--- start of INFORMATION PROVIDED ---
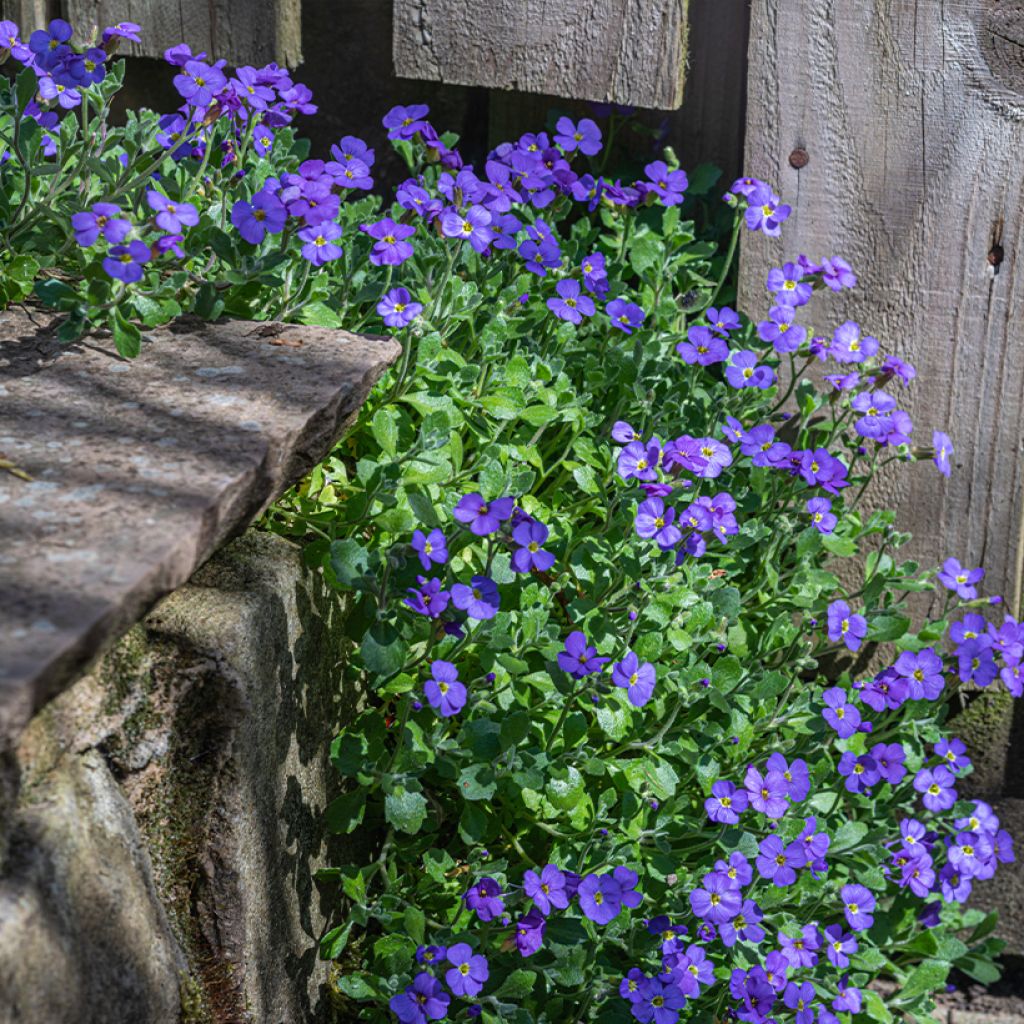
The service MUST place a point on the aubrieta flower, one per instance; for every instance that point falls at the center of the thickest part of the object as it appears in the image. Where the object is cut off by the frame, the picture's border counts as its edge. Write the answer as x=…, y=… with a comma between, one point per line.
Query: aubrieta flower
x=318, y=245
x=484, y=899
x=397, y=309
x=480, y=600
x=821, y=514
x=602, y=896
x=845, y=626
x=443, y=690
x=858, y=902
x=547, y=890
x=726, y=803
x=404, y=122
x=171, y=216
x=627, y=316
x=668, y=185
x=570, y=303
x=468, y=972
x=424, y=1000
x=840, y=714
x=742, y=371
x=936, y=787
x=126, y=262
x=585, y=136
x=101, y=219
x=716, y=901
x=428, y=599
x=702, y=346
x=636, y=678
x=530, y=536
x=580, y=658
x=960, y=580
x=390, y=247
x=483, y=517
--- end of INFORMATION PROVIDED ---
WHAT IS BEING ASKED:
Copy the data above, replacing "aubrieta flower" with "rock cress blossom" wherever it occurs and leaving every other word unchanged. Omit the picture from your copy.

CORRECT OUTPUT:
The service MUST place a point on the rock cress blossom, one per instance; for every instance that point falls at the center of the thickest part of the object as it appears in the image. Where the object is cut off by the frame, the picture's border counts as its edge. Write the answer as x=…, y=… with a comma between, one point per line.
Query: rock cress blossom
x=318, y=245
x=484, y=899
x=397, y=309
x=480, y=600
x=821, y=514
x=602, y=896
x=845, y=626
x=443, y=690
x=858, y=902
x=547, y=890
x=726, y=803
x=404, y=122
x=171, y=216
x=627, y=316
x=668, y=185
x=570, y=303
x=468, y=972
x=424, y=1000
x=840, y=714
x=742, y=371
x=936, y=787
x=126, y=262
x=585, y=136
x=101, y=219
x=716, y=901
x=428, y=599
x=702, y=346
x=636, y=678
x=530, y=536
x=580, y=658
x=960, y=580
x=390, y=247
x=483, y=517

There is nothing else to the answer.